◆ YOUR GOAL
Extract every line from the records below that contains the word "cupcake", and copy each of those lines in full.

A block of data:
○ ○ ○ ○ ○
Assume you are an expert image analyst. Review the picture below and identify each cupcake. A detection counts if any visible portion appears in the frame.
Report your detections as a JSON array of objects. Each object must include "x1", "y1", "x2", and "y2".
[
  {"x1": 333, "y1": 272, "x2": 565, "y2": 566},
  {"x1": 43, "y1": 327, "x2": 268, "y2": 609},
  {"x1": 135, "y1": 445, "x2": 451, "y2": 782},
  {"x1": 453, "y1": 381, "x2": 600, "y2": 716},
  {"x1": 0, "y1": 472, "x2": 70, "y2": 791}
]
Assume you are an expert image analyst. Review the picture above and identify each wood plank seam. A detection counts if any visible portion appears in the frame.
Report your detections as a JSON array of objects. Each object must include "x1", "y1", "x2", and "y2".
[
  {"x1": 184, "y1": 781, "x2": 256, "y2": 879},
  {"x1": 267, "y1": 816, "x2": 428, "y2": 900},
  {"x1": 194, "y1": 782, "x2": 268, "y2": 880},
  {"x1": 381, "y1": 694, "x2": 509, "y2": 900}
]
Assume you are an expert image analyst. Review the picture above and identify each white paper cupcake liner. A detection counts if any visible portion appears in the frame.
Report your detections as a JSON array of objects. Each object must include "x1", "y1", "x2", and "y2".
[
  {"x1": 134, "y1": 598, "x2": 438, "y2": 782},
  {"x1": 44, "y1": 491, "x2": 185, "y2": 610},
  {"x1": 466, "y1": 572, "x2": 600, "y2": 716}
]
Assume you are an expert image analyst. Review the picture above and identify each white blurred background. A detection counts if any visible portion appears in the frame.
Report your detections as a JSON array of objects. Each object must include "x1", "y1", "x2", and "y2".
○ ○ ○ ○ ○
◆ THE RESPONSE
Assume you are an expert image analyst. Review the picture below and identify each cupcake. A detection counts if any visible portion appears in the frame.
Assume you are an expert image analyst. Review the picture above and identify each white paper cupcake liner. A detection counts if any visible portion appears in the frame.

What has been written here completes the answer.